**Required work**
Reproduce the following material word for word, in its original order.

------

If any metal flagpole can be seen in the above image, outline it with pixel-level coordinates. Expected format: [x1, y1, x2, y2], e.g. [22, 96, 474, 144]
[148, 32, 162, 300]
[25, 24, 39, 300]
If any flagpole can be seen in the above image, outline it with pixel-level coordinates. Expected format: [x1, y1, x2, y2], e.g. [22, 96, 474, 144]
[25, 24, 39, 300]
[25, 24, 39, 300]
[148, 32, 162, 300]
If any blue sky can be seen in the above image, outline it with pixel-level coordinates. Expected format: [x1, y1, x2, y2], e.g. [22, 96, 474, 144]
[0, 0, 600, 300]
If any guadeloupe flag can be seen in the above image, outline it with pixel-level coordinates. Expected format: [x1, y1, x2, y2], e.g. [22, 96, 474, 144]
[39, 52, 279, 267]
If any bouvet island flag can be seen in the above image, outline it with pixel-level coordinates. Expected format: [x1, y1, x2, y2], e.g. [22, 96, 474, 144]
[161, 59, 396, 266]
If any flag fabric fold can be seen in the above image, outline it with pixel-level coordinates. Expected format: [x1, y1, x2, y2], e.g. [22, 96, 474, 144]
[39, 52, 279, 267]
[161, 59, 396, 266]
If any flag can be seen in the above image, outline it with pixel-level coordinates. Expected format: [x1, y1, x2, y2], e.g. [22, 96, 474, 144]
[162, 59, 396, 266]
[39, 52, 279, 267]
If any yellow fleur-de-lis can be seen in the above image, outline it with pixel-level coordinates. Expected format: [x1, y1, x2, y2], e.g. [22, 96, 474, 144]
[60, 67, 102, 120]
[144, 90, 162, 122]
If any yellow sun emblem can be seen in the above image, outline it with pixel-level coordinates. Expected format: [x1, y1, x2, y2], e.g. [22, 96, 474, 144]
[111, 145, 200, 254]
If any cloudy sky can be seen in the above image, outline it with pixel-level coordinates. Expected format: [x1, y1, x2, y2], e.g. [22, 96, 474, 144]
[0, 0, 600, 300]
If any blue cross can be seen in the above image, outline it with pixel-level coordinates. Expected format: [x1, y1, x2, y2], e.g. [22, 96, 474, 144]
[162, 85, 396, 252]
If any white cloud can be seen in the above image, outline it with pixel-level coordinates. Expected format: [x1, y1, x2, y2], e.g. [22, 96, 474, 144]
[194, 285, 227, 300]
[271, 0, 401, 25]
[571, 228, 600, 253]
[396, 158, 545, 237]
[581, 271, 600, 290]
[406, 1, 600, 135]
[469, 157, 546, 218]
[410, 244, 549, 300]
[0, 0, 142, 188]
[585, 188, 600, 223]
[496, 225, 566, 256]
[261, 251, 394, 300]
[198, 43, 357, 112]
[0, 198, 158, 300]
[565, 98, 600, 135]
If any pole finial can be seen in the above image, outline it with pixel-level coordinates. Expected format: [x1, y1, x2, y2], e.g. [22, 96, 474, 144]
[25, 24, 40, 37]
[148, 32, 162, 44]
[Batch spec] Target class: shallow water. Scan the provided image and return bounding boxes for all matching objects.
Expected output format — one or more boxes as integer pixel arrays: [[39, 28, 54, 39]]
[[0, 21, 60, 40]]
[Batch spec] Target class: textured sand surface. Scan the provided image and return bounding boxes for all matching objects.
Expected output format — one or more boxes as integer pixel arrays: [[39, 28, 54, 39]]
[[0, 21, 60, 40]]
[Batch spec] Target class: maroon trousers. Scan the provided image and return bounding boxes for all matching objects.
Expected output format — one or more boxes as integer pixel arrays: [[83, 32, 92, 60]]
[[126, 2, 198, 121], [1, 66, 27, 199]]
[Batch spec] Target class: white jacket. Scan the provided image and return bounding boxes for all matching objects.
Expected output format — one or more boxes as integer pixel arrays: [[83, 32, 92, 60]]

------

**The solution**
If any metal flagpole can be seen in the above image, outline it with pixel-level coordinates. Expected format: [x1, y1, x2, y2], e.g. [22, 96, 474, 144]
[148, 32, 162, 300]
[25, 24, 39, 300]
If any flagpole can be seen in the above image, outline it with pixel-level coordinates. Expected format: [x1, y1, x2, y2], e.g. [22, 96, 474, 144]
[25, 24, 39, 300]
[25, 24, 39, 300]
[148, 32, 162, 300]
If any blue sky can be seen in the above image, outline it with pixel-level coordinates. Expected format: [x1, y1, x2, y2], e.g. [22, 96, 474, 144]
[0, 0, 600, 300]
If any guadeloupe flag can be seen in the above image, outline it with pixel-level coordinates. Expected format: [x1, y1, x2, y2], e.g. [22, 96, 474, 144]
[39, 52, 279, 267]
If any bouvet island flag can be seen in the above image, outline it with pixel-level coordinates. Expected format: [x1, y1, x2, y2], e.g. [22, 96, 474, 144]
[161, 59, 396, 266]
If any flag fabric fold can be seen in the above image, outline it with pixel-level coordinates. Expected format: [x1, y1, x2, y2], e.g. [22, 96, 474, 144]
[39, 52, 279, 267]
[161, 59, 396, 266]
If any flag can be seen in the above image, outline it with pixel-level coordinates. Expected format: [x1, y1, x2, y2], e.g. [22, 96, 474, 144]
[162, 59, 396, 266]
[39, 52, 279, 267]
If any yellow fleur-de-lis can be seen in the above image, outline it with pixel-level coordinates. Expected format: [x1, y1, x2, y2], e.g. [22, 96, 474, 144]
[60, 67, 102, 120]
[144, 90, 162, 122]
If any yellow sun emblem can be seen in the above image, outline it with pixel-level coordinates. Expected format: [x1, y1, x2, y2], e.g. [22, 96, 474, 144]
[111, 145, 200, 254]
If any cloudy sky can be seen in the above image, outline it with pixel-level coordinates. Expected format: [x1, y1, x2, y2], e.g. [22, 96, 474, 144]
[0, 0, 600, 300]
If any blue cross can be seen in the above image, outline it with pixel-level coordinates. Expected format: [x1, y1, x2, y2], e.g. [22, 96, 474, 144]
[162, 85, 396, 252]
If any white cloud can be seen in the above image, outline it with pixel-level coordinates. Expected format: [x1, y1, x2, y2], e.g. [22, 96, 474, 144]
[194, 285, 227, 300]
[271, 0, 401, 25]
[571, 228, 600, 253]
[396, 158, 545, 237]
[581, 271, 600, 290]
[406, 1, 600, 135]
[469, 157, 546, 218]
[410, 244, 549, 300]
[0, 0, 142, 188]
[585, 188, 600, 223]
[496, 225, 566, 256]
[261, 251, 394, 300]
[198, 43, 357, 112]
[0, 198, 158, 300]
[565, 98, 600, 135]
If any pole finial can be seen in the above image, outline it with pixel-level coordinates. Expected format: [x1, y1, x2, y2], e.g. [22, 96, 474, 144]
[25, 24, 40, 37]
[148, 32, 162, 44]
[Batch spec] Target class: shallow water. Scan the provided image and return bounding boxes for all matching objects.
Expected output format — one or more boxes as integer pixel arrays: [[39, 28, 54, 39]]
[[0, 21, 60, 40]]
[Batch spec] Target class: textured sand surface. Scan the provided image and return bounding boxes for all matching objects.
Expected output format — one or more boxes as integer pixel arrays: [[39, 28, 54, 39]]
[[0, 21, 60, 40]]
[Batch spec] Target class: maroon trousers. Scan the provided image and return bounding boxes for all matching objects.
Expected output format — one or more boxes as integer pixel arrays: [[83, 32, 92, 60]]
[[126, 2, 198, 121], [1, 66, 27, 199]]
[Batch spec] Target class: white jacket. Scan the provided image and return bounding boxes for all matching objects.
Expected output format — one or more boxes as integer pixel arrays: [[83, 32, 92, 60]]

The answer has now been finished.